• _ACTIVITY_
Carry on the tribute to Abiola Ajimobi from the point where it stops.

(SOURCE PASSAGE begins)

Ajimobi: Last supper with a Sanmonri, constituted into authority

UNLIKE my wont, words failed me repeatedly this morning. Ever imagine billows of smoke failing to sprout out of the blacksmith’s forge? Or the canary suddenly failing to spit its melodious rhythm? But that has been my abiding forte in the last one hour or so. Writing, cancelling, rewriting, erasing, rewording and cancelling outright were my back-and-forth lot as I tried to pen an elegy to Abiola Ajimobi, a man who, for four years, was my boss. I had had to substitute “is” for “was” while diffidently refusing to append “late” as prefix to the name of a man  I ate dinner with about seven weeks ago. Similar to Ayinla Omowura, Yoruba Apala musician’s query directed at the dead body of Yusuff Olatunji, another Sakara music great, where he had asked, Ibo ni’ku ba e to fi ri e pa? (why or how did you let down your guard and allow Death pierce you with its cowardly dagger?) I cannot but ask Ajimobi how and when he consented to the effeminate aggression of death? As the soil opens its irreverent mouth and swallows Ajimobi today, I ask, why would Constituted Authority consent to that show of might by Death?

Right from the gate of his house at the Oluyole Estate area of Ibadan, you had a whiff that you were in the home of a typical Nigerian sanmonri (elite) and their usual dread of death. Or, in the words of Ken Saro-Wiwa’s corrupted English-written Souza boy, an elite afraiding to die. The gateman pretended to be blind to any acquaintance with anyone, except you thoroughly washed your hands in the trough of water placed by the gate. He then apologized profusely after you had acquiesced to the wishes of the owner of the house, pleading that he didn’t want to lose his job. Guests’ faces donned in masks which a few months earlier would have looked outlandish, the gateman nevertheless looked us up like a virologist looks through the microscope for a hidden virus, just to be certain we had not flouted the Supreme Law of the home.

Then we walked into Ajimobi’s modest compound where you find sanmonri mixing with afinju (the finicky) in equal blend. Mrs. Ajimobi sat with a couple of her aides a few meters away, squeezing her face to identify the three gentlemen masqueraded from recognition by their COVID-19-imposed masks. “Oh, it’s AG!” she suddenly said, upon identifying Adebayo Mutalubi Ojo, her husband’s Attorney General in his first term as governor. And then me; and another friend of ours, Yisau Ganiyu, on the visit.

(SOURCE PASSAGE ends)
(INFORMATION SUPPLIED begins)

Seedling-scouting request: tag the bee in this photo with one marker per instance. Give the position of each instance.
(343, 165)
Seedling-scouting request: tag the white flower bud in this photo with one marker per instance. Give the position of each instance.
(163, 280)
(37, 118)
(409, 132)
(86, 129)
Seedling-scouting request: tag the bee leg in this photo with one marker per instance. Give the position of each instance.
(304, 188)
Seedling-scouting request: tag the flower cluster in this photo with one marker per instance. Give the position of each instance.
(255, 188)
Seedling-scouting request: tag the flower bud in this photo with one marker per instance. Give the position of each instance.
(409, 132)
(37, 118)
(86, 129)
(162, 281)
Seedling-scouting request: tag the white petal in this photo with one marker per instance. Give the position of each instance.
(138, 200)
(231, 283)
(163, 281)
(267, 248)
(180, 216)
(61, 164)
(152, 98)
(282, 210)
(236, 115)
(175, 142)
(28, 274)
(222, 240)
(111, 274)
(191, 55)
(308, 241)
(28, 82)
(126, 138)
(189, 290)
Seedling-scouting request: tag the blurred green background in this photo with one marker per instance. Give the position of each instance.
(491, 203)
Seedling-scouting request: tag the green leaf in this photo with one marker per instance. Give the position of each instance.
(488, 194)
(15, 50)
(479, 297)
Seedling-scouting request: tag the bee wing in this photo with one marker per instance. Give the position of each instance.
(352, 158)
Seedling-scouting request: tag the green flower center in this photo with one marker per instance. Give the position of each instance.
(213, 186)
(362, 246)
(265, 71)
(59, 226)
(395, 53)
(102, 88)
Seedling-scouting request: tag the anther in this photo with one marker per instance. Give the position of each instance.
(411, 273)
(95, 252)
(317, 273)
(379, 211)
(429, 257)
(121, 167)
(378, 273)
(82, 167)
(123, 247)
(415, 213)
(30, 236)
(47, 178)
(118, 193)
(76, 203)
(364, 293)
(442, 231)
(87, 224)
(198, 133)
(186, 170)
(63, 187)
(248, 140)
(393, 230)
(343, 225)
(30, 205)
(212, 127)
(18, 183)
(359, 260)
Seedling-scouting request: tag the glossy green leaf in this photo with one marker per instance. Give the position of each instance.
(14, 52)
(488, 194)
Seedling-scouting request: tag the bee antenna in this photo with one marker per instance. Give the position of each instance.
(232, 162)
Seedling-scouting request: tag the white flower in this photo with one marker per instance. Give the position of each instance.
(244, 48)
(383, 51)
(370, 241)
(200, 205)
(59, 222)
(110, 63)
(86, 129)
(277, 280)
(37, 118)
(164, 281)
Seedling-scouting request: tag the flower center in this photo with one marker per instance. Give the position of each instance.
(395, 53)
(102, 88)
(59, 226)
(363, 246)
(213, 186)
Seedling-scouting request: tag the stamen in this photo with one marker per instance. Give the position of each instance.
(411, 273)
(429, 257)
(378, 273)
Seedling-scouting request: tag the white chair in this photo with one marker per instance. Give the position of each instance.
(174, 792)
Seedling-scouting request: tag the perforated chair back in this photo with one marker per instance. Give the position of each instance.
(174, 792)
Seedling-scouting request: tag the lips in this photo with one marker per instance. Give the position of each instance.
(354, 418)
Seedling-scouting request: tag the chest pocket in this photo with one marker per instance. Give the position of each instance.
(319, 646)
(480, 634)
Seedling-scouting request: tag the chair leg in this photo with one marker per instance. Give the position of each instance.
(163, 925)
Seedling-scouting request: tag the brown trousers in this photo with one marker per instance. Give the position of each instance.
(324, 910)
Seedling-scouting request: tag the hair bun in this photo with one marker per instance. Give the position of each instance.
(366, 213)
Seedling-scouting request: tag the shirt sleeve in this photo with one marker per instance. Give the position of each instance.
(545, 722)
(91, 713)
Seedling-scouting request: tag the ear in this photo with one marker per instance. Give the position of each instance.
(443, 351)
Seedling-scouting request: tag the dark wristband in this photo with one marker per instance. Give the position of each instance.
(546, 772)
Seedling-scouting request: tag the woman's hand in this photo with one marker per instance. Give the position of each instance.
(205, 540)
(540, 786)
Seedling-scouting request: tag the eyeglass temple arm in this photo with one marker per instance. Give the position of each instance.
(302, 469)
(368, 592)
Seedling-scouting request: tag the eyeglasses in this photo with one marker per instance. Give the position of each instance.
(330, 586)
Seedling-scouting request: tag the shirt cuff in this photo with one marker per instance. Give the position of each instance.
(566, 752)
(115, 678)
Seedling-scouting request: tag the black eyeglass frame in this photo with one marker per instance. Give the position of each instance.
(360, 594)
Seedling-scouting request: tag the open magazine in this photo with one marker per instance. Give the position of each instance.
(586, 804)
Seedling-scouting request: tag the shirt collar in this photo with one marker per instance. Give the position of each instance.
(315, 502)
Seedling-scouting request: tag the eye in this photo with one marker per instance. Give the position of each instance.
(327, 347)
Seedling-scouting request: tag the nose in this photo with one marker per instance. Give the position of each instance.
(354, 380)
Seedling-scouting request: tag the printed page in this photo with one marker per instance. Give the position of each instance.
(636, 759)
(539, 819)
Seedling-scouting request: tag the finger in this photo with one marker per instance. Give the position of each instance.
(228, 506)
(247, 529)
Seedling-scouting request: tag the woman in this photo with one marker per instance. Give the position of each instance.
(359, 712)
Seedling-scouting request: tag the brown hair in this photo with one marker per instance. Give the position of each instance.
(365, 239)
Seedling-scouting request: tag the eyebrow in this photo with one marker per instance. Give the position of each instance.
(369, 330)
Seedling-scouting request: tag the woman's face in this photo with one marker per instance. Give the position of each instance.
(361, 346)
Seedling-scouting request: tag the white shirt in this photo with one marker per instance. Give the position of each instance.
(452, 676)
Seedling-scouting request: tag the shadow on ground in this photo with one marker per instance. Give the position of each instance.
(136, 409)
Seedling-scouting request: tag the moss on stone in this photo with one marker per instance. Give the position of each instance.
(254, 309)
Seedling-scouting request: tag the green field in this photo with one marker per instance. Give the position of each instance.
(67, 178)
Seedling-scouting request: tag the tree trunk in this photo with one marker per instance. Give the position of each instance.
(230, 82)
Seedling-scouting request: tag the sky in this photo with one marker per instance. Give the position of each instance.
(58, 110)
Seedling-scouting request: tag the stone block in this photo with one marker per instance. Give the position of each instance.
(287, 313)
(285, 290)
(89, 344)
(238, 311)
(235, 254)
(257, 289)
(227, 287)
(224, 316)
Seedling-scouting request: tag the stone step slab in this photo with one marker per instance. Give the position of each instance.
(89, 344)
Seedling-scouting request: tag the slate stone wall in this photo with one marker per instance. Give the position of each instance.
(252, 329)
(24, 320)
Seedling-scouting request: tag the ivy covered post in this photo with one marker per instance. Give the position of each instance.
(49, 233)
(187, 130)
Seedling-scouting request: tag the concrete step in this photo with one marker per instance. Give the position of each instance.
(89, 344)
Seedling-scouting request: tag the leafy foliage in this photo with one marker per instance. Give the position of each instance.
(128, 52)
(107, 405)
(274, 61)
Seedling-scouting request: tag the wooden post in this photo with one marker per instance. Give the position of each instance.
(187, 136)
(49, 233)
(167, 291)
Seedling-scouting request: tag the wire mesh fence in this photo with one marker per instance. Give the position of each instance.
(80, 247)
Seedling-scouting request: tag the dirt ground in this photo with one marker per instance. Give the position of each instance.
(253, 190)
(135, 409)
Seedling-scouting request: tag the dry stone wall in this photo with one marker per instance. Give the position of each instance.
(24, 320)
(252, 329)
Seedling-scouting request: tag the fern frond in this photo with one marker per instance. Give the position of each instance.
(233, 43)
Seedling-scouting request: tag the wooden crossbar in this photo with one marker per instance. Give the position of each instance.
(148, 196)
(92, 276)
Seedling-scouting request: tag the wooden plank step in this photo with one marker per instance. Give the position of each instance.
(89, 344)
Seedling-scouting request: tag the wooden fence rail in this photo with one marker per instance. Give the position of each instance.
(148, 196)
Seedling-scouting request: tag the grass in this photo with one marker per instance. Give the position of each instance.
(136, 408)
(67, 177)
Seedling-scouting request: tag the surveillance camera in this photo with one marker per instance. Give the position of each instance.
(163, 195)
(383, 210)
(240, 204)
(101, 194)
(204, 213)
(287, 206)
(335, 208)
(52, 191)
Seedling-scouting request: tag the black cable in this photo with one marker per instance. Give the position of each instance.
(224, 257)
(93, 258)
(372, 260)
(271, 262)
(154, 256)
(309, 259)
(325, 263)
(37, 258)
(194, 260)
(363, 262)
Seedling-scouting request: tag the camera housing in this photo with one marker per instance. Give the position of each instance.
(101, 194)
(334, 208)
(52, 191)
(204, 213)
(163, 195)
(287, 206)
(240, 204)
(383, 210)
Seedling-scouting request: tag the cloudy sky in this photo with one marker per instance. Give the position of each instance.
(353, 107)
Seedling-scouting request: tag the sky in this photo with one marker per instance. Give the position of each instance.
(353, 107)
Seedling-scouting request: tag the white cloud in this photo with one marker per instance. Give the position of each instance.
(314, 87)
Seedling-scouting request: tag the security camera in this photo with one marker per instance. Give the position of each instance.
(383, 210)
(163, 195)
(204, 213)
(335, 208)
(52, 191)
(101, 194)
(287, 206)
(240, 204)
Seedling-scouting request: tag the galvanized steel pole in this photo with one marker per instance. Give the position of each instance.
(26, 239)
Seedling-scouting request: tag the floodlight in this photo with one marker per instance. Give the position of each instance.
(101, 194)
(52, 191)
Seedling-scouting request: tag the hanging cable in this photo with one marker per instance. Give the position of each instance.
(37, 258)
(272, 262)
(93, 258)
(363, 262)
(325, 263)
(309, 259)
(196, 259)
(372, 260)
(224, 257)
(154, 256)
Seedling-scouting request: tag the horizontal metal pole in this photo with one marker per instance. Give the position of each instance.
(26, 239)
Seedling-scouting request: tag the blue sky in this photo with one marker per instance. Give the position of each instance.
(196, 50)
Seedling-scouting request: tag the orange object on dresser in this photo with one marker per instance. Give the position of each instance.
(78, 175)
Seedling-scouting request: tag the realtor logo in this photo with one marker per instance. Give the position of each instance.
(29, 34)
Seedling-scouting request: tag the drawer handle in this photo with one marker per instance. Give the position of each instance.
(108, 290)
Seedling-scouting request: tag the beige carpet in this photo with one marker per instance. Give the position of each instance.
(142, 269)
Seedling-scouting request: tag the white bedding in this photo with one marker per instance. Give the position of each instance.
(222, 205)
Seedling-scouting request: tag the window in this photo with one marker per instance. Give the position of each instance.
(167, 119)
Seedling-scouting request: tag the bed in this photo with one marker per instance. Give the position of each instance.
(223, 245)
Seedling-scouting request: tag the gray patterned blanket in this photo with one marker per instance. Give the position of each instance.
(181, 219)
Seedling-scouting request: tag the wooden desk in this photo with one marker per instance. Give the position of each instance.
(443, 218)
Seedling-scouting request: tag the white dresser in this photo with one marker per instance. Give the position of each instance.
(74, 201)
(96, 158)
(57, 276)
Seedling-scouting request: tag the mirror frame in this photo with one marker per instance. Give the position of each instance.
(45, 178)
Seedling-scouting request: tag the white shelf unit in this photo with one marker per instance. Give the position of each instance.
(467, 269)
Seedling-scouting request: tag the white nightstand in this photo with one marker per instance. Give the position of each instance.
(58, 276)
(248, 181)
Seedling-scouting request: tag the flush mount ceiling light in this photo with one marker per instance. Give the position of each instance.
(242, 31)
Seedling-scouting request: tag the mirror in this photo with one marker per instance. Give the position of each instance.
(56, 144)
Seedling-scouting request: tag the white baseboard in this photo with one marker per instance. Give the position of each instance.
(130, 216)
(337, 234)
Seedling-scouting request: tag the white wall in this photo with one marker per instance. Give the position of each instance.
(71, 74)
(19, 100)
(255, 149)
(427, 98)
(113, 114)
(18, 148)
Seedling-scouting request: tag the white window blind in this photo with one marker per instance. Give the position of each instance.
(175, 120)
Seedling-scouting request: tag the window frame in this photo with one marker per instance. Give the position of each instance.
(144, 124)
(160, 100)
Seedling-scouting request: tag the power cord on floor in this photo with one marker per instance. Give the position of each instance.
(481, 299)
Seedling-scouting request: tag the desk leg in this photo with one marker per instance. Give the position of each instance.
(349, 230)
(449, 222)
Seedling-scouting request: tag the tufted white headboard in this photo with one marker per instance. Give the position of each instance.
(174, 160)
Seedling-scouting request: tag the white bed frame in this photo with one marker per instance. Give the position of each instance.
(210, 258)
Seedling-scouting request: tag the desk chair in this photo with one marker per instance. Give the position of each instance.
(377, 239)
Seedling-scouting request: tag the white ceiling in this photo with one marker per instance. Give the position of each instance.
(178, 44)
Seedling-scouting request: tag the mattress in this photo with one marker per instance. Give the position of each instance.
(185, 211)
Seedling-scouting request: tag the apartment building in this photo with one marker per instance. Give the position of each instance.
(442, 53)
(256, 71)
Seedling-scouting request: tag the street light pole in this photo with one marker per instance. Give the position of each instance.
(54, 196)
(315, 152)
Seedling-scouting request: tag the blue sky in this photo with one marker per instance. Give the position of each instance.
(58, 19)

(INFORMATION SUPPLIED ends)

• _EXERCISE ANSWER_
We then sat in the Ajimobis’ well-laid out living room. Splendid in aesthetics, certainly product of someone who had an eye for beauty, Ajimobi himself walked in. With brisk gaits like that of a 21-year old, he would rather you shot him than gag him from lending his opinion on an issue. “Do you know that scientists have revealed that even those masks you wore can do you some harm?” he began as we exchanged pleasantries. We then went into debates on the effectiveness of the face mask. As we sat, he asked that we social-distanced by spreading on each of the elegant couches that decorated his living room. His two other guests being Muslims, since it was the month of the Islamic Ramadan fast, he sidestepped them and offered me assorted fruits. He said he never counted the days of the fasting already expended but when told that the day marked the tenth, he merely nodded.

Though we couldn’t honestly discern any premonition that Ajimobi’s departure was near, he showed unusual reconciliatory attitude this day, like someone in a hurry to make amends, lest time caught up with him. For instance, Ajimobi accepted overtures by Ibadan elders to reconcile with  a senior legal practitioner whom he concretely laid his infractions against. He spent most part of that evening receiving phone calls in that regard. He quoted a psychoanalytical study which captured the mind structure of serial and impulsive liars. As we sat there, he told us he had indeed discovered the vanity of life. Here he was, he said, literally trapped and couldn’t visit where he would have loved to go.

Then came the time to break the day’s fast. Before we left that section of the house that also doubled as his office, I handed him two autographed copies of the book I had just written. You taught us that nothing else but excellence suffices, I wrote. Ajimobi found it very enchanting and expressed how excited he was that we were doing him proud out of office.

He implored us to join him at the breaking of fast table, which, with the benefit of hindsight now, was a replica of the biblical last supper. Madam had had the table decorated with all kinds of foods. That night, as if he knew that it was the last time he and I would be seeing, he seemed too pleased to please my friends and me. Was a wrap of amala enough for me? he asked about twice. There were more chunks of meat in the bowl, he again prompted, just for us to have our fill. He explained why, for him, he didn’t value swallow as cuisine, even as he ate very small portion of rice.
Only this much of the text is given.